┌────────

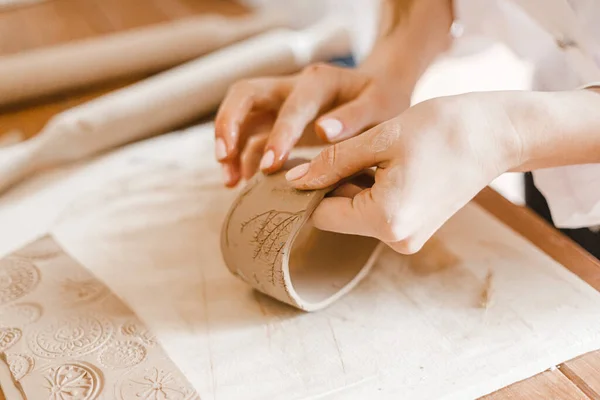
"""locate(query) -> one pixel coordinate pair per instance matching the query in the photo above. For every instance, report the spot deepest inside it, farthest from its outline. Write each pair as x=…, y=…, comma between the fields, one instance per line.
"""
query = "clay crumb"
x=486, y=292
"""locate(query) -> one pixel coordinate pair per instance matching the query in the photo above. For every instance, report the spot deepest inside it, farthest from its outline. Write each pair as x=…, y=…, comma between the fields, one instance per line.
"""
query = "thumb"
x=347, y=120
x=335, y=163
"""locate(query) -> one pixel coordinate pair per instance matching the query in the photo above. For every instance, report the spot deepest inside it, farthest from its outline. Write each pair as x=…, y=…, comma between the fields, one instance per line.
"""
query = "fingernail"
x=226, y=174
x=297, y=172
x=267, y=160
x=220, y=149
x=332, y=127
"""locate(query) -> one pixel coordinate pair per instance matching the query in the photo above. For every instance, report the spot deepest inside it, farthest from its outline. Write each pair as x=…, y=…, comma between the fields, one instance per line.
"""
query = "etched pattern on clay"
x=18, y=277
x=154, y=384
x=122, y=355
x=270, y=233
x=73, y=381
x=8, y=338
x=20, y=314
x=132, y=329
x=20, y=365
x=71, y=336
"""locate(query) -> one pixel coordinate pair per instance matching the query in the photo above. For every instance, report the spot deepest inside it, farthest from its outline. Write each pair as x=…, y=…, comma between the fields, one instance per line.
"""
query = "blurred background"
x=26, y=25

└────────

• **Task requirements**
Only the text of the listing above is copied, exactly as written; its pictures are dropped.

• **Answer to this problem**
"""locate(query) -> one pixel coordinate pair per instance matching the query in the photo above. For every instance, report the spot deepest inside it, farthest from its outline. Write each pair as x=…, y=…, comma between the fields, one instance per line.
"""
query = "clay crumb"
x=486, y=292
"""locate(query) -> one pixel coordinate pair per instance matching the query in the photo above. For every instance, report the spot deepest inside it, farthest from its outline. Write each pair as x=…, y=…, comma between the fields, one instance per line.
"""
query = "thumb"
x=347, y=120
x=335, y=163
"""locate(query) -> one pixel coordinate pair per instance matching the query in the photo above. For every instance, report the spot deepest inside it, farthest from its outline. Write each pair as x=…, y=…, comma between the fields, one instance per line.
"""
query = "fingernail"
x=226, y=174
x=297, y=172
x=267, y=160
x=220, y=149
x=332, y=127
"""locate(query) -> one pixel coordinate pair per instance matching the query in the photo above. For every instance, report the spot deepest inside it, farthest from its outline. Write each pair as x=…, y=…, comma between the fields, one instance per line.
"""
query = "etched pattern on clay"
x=18, y=277
x=154, y=384
x=122, y=355
x=270, y=233
x=73, y=381
x=8, y=338
x=20, y=314
x=132, y=329
x=20, y=365
x=71, y=336
"""locate(query) -> one pixel coordinate pair per instance matching the query in the photo above. For every instance, report the spot deepest inside it, farthest from its outline. Write each pair as x=…, y=…, comma between the fields, one instance per line.
"""
query = "blurred background"
x=26, y=25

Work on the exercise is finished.